Saturday, September 8, 2018 at 2:07PM
New databases used to be announced seemingly every week. While database neogenesis has slowed down considerably, it has not gone necrotic.
RISELabs, those wonderfully innovative folks over at Berkeley, have uplifted their Anna datatabase—a shared-nothing, thread-per-core architecture to achieve lightning-fast speeds by avoiding all coordination mechanisms—to become cloud-aware.
Anna is not only incredibly fast, it’s incredibly efficient and elastic too: an autoscaling, multi-tier, selectively-replicating cloud service. All that adaptivity means that Anna ramps down resource consumption for cold things, and ramps up consumption for hot things. You get all the multicore Anna performance you want, but you don’t pay for what you don’t need.
Just to throw out some numbers, we measured Anna providing 355x the performance of DynamoDB for the dollar. No, I don’t think that is because AWS is earning a 355x margin on DynamoDB! The issue is that Anna is now orders of magnitude more efficient than competing systems, in addition to being orders of magnitude faster.

━━━━━━

▶ Work item: How would you say "New databases used to be announced seemingly every week." from the Anna database post above in Spanish? The lines that come next have no connection to the Anna database post.

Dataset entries

━━━━━━

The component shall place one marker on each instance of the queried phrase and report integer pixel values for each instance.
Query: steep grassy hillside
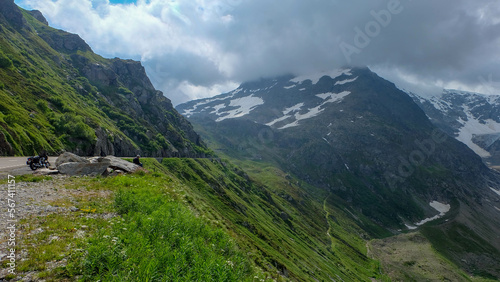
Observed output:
(193, 219)
(56, 94)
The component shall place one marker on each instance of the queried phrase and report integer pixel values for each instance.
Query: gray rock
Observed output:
(119, 164)
(70, 158)
(81, 168)
(46, 171)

━━━━━━

▶ Solution to the problem: Antes se anunciaban nuevas bases de datos aparentemente cada semana.